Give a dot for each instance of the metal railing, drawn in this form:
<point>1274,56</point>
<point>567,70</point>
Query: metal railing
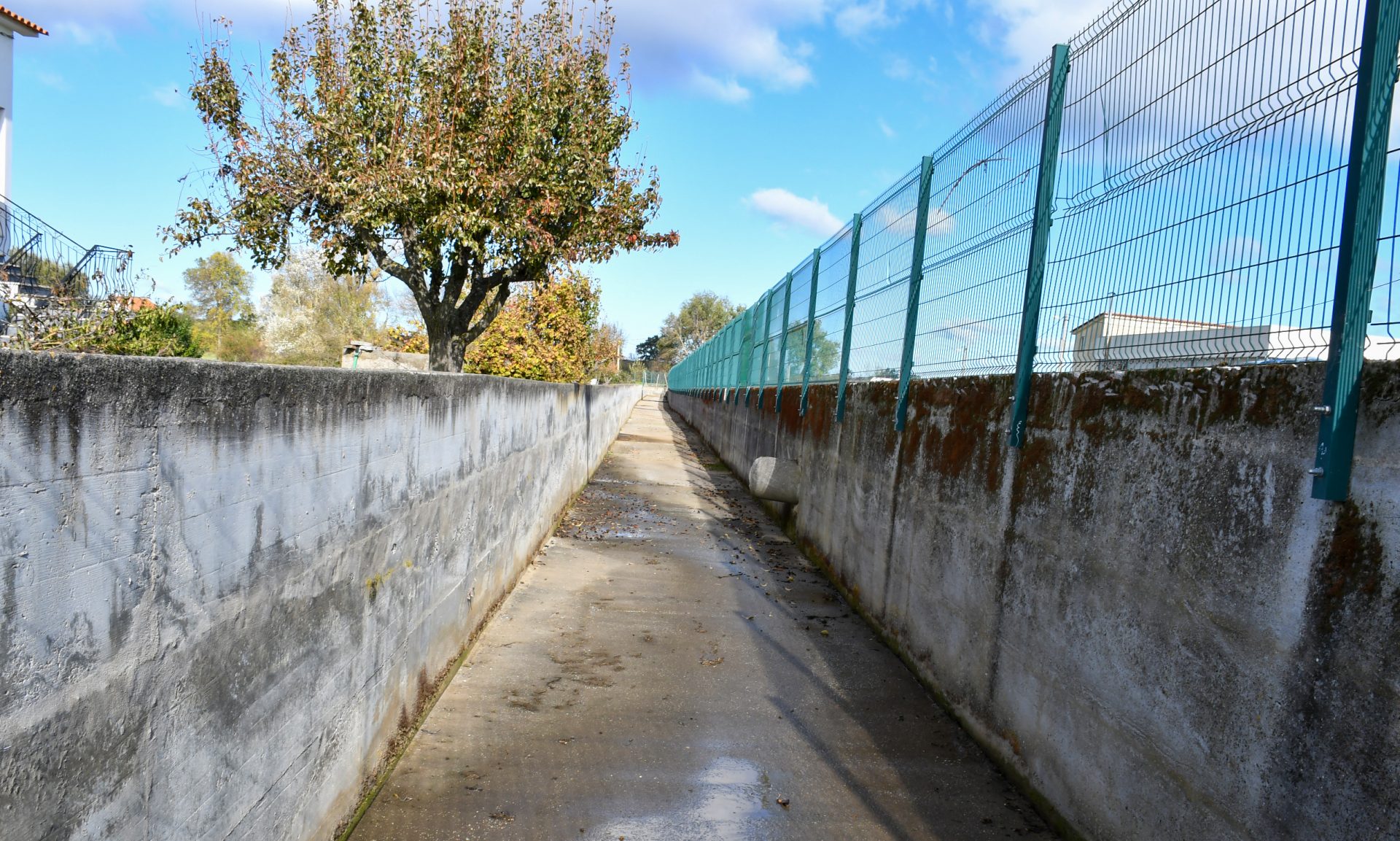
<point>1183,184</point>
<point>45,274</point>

#####

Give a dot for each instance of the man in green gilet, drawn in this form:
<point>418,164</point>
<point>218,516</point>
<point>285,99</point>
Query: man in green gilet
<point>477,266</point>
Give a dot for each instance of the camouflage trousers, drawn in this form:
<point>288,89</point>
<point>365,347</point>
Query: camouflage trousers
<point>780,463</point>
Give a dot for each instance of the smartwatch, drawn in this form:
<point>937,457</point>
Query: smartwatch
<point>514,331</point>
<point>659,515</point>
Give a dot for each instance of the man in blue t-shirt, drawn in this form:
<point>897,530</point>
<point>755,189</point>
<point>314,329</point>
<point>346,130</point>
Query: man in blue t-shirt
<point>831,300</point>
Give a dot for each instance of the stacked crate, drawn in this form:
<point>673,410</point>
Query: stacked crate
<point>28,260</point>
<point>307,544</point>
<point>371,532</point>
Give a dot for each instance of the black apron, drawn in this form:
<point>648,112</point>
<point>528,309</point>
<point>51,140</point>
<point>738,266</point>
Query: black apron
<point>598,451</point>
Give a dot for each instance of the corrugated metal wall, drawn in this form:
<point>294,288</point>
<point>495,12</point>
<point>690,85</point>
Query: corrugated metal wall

#####

→ AIM OF THE EXERCISE
Rewrite the records from the line with "Give a dot for each instance of the man in green" to the line with "Query: corrugated metal wall", including the requests, and shift every answer coordinate by adding 30 to it. Leave the requests and their format samples unchanged.

→ CORRECT RESPONSE
Give a dot for each instance of the man in green gilet, drawn in this form:
<point>418,164</point>
<point>218,516</point>
<point>285,99</point>
Query: man in green gilet
<point>507,296</point>
Give a dot for each instance of the camouflage trousers, drawn in this form:
<point>288,89</point>
<point>365,347</point>
Query: camouflage trousers
<point>810,493</point>
Give a dot for each instance of the smartwatch, drawn in this form:
<point>937,457</point>
Query: smartwatch
<point>544,361</point>
<point>689,545</point>
Give a dot for each instance of the man in blue t-shirt, drawn in this form:
<point>897,530</point>
<point>755,189</point>
<point>314,329</point>
<point>346,130</point>
Query: man in blue t-shirt
<point>861,330</point>
Give a dot for each instance of the stacked crate, drawn in this form:
<point>673,410</point>
Query: stacked crate
<point>58,290</point>
<point>337,574</point>
<point>401,562</point>
Give a dot for each instance of the black apron, drawn in this form:
<point>648,112</point>
<point>528,309</point>
<point>51,140</point>
<point>738,266</point>
Query: black apron
<point>628,481</point>
Give a dot for each instance of the corrugated metal wall, drawn in this form:
<point>294,288</point>
<point>495,12</point>
<point>690,85</point>
Query: corrugated metal wall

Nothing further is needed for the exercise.